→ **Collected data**
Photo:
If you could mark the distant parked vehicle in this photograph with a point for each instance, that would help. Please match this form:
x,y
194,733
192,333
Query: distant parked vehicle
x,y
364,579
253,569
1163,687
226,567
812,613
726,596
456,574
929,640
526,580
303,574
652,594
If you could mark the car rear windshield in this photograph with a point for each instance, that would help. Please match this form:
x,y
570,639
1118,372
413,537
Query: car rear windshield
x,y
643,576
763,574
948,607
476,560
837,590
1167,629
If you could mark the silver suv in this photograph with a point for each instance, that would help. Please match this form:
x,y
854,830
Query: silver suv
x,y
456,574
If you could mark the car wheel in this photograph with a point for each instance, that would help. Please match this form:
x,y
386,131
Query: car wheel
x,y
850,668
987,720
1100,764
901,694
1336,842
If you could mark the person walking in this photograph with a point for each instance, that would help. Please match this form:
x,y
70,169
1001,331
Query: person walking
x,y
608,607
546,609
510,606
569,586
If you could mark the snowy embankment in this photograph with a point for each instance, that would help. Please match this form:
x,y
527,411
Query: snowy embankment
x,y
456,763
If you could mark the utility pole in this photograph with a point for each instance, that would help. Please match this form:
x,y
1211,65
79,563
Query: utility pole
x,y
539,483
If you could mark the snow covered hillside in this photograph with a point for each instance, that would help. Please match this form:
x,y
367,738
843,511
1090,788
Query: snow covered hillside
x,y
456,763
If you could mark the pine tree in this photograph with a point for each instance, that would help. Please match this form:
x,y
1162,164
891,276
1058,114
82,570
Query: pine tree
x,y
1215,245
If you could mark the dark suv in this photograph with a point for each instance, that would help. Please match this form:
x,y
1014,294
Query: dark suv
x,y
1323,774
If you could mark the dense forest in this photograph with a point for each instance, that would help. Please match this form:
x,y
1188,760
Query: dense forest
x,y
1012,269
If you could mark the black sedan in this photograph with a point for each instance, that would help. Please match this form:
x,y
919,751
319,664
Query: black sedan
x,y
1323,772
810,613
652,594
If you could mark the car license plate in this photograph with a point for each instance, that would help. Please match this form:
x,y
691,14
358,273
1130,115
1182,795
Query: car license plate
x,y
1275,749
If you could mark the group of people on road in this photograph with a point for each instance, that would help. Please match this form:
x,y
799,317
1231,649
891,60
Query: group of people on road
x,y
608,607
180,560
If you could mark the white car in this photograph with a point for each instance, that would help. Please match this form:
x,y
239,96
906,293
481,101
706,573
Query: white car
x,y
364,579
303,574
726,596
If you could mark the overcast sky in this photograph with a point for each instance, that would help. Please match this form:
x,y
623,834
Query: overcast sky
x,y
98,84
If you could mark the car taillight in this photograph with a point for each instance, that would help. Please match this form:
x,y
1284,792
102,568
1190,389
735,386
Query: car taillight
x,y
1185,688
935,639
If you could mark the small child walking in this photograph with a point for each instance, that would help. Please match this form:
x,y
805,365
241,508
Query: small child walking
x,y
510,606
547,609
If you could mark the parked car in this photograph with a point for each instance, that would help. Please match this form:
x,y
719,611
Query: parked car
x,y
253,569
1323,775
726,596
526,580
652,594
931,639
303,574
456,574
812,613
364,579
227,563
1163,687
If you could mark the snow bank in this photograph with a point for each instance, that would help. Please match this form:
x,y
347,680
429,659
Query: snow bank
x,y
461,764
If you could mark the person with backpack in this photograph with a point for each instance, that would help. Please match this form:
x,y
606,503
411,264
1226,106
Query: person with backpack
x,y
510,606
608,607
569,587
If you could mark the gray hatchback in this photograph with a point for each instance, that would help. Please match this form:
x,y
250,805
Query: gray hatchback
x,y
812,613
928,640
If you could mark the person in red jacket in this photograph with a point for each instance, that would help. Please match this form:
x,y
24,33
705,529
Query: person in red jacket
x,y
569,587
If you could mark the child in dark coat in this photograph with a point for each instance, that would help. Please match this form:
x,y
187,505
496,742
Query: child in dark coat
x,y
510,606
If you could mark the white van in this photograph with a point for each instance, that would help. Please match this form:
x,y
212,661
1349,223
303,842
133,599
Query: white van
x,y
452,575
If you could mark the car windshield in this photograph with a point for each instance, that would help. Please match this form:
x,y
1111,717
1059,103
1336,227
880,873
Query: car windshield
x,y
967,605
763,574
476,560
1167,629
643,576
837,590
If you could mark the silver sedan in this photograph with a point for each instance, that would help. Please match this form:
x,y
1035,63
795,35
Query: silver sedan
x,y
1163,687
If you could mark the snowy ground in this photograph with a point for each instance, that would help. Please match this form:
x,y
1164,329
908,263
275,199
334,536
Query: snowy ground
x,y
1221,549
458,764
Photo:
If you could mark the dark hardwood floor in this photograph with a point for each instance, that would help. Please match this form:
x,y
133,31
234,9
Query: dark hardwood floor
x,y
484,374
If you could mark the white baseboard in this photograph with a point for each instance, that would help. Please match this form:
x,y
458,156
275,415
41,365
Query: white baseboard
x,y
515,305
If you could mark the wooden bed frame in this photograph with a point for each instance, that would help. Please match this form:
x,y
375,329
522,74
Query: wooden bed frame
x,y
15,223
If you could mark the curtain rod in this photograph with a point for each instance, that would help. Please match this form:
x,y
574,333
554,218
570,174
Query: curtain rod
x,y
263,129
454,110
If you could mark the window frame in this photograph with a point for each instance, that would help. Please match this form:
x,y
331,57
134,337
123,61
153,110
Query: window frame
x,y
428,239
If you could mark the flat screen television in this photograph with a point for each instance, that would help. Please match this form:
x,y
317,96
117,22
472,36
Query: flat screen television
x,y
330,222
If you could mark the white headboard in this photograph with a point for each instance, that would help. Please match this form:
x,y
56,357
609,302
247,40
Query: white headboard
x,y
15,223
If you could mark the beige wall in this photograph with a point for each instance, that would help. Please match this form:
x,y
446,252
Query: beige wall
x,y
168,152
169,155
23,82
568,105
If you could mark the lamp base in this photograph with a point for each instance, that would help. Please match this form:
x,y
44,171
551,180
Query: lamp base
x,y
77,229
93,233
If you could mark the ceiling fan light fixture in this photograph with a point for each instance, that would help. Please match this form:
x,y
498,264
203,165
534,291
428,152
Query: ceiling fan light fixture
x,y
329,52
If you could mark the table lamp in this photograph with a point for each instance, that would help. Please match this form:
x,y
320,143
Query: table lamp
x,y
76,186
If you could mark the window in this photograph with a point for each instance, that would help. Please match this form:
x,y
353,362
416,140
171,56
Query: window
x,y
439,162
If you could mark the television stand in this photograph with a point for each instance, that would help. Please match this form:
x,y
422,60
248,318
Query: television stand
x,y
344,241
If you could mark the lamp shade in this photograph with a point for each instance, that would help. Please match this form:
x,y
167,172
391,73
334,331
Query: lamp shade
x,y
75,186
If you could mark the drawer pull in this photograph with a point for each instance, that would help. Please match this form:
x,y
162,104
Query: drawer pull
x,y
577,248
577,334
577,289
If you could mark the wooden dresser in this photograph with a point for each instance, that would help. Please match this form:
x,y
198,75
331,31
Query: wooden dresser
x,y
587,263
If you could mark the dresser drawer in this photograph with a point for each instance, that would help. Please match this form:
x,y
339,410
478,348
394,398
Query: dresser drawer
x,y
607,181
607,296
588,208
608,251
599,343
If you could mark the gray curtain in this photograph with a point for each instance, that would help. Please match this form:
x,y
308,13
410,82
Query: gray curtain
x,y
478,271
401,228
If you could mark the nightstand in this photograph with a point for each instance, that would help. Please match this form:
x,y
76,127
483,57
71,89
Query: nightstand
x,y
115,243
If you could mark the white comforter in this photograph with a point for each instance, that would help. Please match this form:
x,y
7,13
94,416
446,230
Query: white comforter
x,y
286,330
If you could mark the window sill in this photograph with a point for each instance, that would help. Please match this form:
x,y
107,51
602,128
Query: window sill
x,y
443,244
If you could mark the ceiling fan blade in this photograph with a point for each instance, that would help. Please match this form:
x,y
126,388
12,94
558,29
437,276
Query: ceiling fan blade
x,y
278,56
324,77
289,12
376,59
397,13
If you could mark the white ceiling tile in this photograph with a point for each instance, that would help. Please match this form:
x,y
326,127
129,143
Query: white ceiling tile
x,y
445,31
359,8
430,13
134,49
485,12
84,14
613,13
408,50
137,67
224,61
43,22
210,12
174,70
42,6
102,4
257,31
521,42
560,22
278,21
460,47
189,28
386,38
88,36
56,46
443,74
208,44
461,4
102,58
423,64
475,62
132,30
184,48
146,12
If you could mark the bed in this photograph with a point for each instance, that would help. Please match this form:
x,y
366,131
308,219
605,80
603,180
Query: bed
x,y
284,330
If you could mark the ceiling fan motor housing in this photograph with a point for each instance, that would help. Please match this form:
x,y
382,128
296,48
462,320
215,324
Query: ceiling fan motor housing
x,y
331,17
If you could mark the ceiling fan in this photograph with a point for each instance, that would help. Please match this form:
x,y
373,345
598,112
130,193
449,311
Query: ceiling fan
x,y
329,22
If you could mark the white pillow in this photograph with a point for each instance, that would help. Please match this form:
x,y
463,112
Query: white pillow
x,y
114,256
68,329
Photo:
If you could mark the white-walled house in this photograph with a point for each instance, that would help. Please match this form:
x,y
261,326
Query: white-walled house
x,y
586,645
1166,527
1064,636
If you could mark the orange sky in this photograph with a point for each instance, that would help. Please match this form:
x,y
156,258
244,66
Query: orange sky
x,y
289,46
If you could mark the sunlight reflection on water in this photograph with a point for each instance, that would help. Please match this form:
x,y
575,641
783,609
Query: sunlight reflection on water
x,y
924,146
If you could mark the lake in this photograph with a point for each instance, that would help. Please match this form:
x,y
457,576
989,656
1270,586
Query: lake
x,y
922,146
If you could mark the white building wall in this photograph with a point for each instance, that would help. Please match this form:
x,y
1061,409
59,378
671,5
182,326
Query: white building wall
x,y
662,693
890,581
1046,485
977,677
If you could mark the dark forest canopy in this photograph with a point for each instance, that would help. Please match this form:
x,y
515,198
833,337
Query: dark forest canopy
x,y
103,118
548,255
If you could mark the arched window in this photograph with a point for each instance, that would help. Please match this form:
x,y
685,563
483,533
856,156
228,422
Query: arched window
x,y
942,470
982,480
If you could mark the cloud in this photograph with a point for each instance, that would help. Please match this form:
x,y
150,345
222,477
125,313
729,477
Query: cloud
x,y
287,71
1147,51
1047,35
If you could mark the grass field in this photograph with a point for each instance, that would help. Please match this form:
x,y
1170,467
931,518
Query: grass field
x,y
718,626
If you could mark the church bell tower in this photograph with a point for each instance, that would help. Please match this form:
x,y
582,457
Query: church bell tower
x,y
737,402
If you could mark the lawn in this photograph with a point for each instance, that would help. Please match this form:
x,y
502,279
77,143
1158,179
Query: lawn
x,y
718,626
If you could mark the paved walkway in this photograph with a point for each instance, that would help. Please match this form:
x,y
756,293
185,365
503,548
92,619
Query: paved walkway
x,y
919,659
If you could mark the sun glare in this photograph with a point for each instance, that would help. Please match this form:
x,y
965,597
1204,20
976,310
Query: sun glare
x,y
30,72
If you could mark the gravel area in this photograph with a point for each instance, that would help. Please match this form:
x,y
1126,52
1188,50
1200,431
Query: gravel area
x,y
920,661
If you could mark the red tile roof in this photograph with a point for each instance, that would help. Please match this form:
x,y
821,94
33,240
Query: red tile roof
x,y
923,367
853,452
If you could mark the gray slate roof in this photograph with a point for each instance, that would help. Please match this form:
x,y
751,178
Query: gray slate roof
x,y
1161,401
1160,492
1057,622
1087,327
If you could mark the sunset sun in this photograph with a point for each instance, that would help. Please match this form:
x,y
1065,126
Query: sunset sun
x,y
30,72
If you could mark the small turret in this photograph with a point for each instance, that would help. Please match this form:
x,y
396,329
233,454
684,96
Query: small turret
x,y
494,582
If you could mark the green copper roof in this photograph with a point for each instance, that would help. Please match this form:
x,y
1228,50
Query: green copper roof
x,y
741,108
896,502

→ **Activity**
Write down, word for word, the lines above from the one containing "If you could mark the child" through the one containing "If you could mark the white van", both ends included.

→ **Exercise answer**
If you could mark the child in dark coat in this photograph with a point for each instance, that would help. Please match this form:
x,y
187,505
496,742
Query: child in dark coat
x,y
510,606
If you could mark the white van in this photograph with a point for each instance, that would help. Please match this form:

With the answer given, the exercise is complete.